— TO DO —
Return, word for word, the part of the blog post that opens with the words containing "So this morning" and closes with "to your head.".

My Goodness, my Guinness
I received a guest post submission from The Blocked Dwarf yesterday.
He added in his cover note that I might not want to publish it, and seeing the topic, I can understand why he might think I might be reluctant.. However, anything goes here so I have no problems with that.
However, I have diametrically opposite views, so the though crossed my mind to publish his piece and then follow it up with my own viewpoint. Two birds with one stone as it were?
The Blocked Dwarf….
Since the UK Smoking Verbot I make an effort not to unnecessarily patronise those Quisling businesses
that didn’t fight against the ban. I mean places like Pubs, restaurants, cafes…and churches.
But a trapped nerve at C2 means me shaving my own head (‘if yer lawn is patchy-mow it!’) requires amounts
Ibruprofen that will burn holes in my stomach even with ranitidine.
So this morning I was at the barbers and whilst my loaf was being cut-throated (yes my barber will still do
a cutthroat shave, council and insurance regs be damned) Radio BBC Sheep Worrier was playing music to
plant sugarbeet to. Then came the news that Martin McGuinness had died.
Now you have keep in mind that , after having experienced the Orange Order up close and unfriendly in
in the 80s, I was a card carrying member of Cairde Sinn Féin who made a point of wearing his ‘IRA Undefeated Army’ T-shirt on Wemembrance Sunday and playing ‘Rifles’ at max volume during The Silence (yes, how very mature
of me I know but you try being married to a German in ‘traditionally tolerant’ Britain).
So I thought it best to keep my mouth shut whilst those in the barbers rejoiced at McG’s passing.
Never start an argument when someone has a cut throat to your head.
But I was shocked, even knowing full well how Brits can be when dancing on the graves of their enemies.
More than once I was close to putting one of the little islanders down with a remark about that former
murdering terrorist scumbag Mandela.
But even more than that what I wanted to say was: ‘Blessed are the peacemakers’. Whatever evil McGuinness and Adams did in the name of Freedom will be forgotten, will be outweighed by The Good.’
I still hope to see Gerry inaugurated as Taoiseach of ALL Ireland…that would serve the bloody bog trotting
taigs right and royally piss off the barber’s chair wannabe Paisleys.
Grandad….

— ENTRIES SUPPLIED —
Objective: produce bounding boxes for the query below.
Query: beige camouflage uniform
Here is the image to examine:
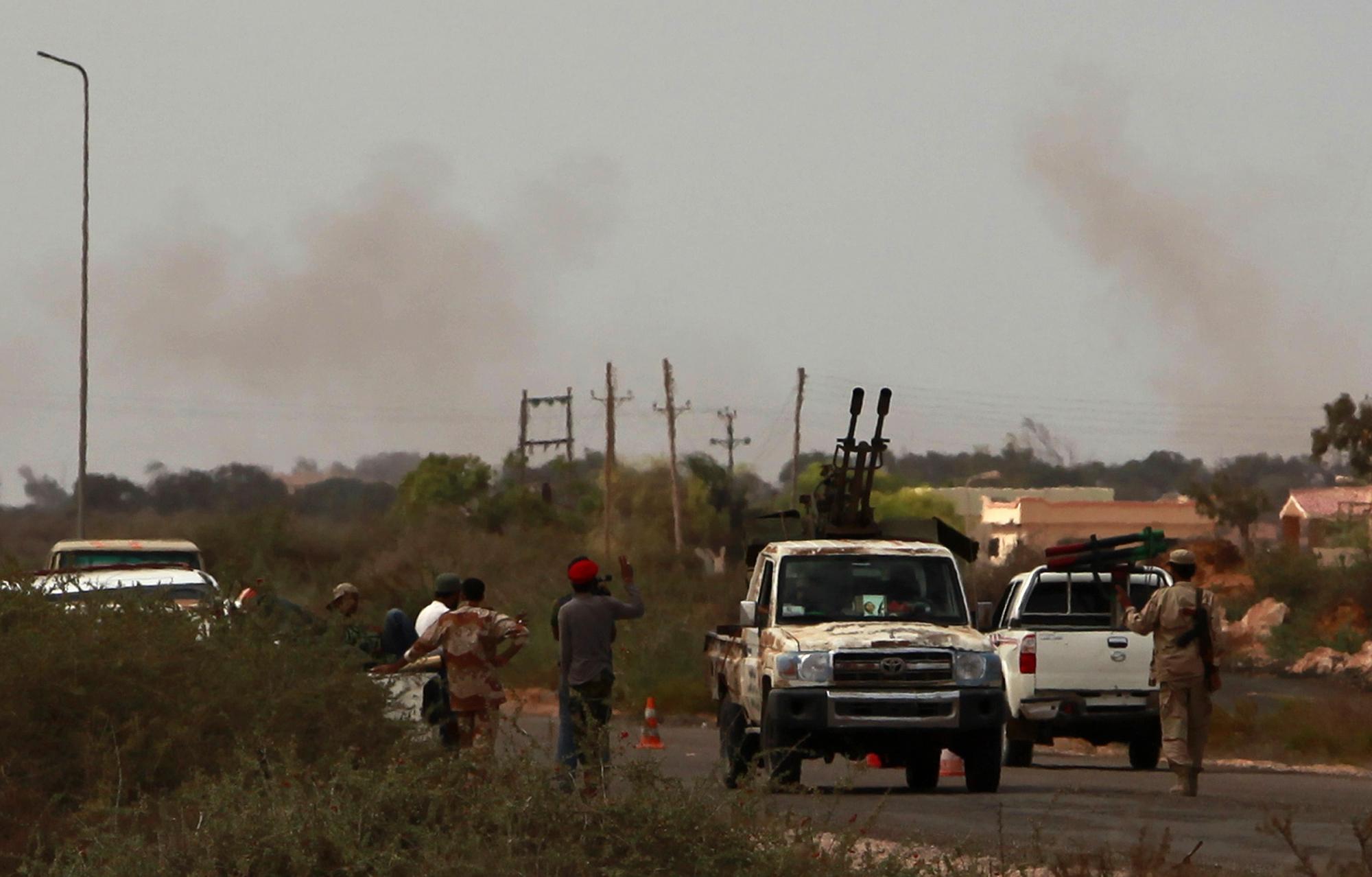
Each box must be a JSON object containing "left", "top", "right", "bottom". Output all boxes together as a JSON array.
[
  {"left": 405, "top": 601, "right": 528, "bottom": 748},
  {"left": 1125, "top": 582, "right": 1224, "bottom": 770}
]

— RESULT FOR THIS EXERCISE —
So this morning I was at the barbers and whilst my loaf was being cut-throated (yes my barber will still do
a cutthroat shave, council and insurance regs be damned) Radio BBC Sheep Worrier was playing music to
plant sugarbeet to. Then came the news that Martin McGuinness had died.
Now you have keep in mind that , after having experienced the Orange Order up close and unfriendly in
in the 80s, I was a card carrying member of Cairde Sinn Féin who made a point of wearing his ‘IRA Undefeated Army’ T-shirt on Wemembrance Sunday and playing ‘Rifles’ at max volume during The Silence (yes, how very mature
of me I know but you try being married to a German in ‘traditionally tolerant’ Britain).
So I thought it best to keep my mouth shut whilst those in the barbers rejoiced at McG’s passing.
Never start an argument when someone has a cut throat to your head.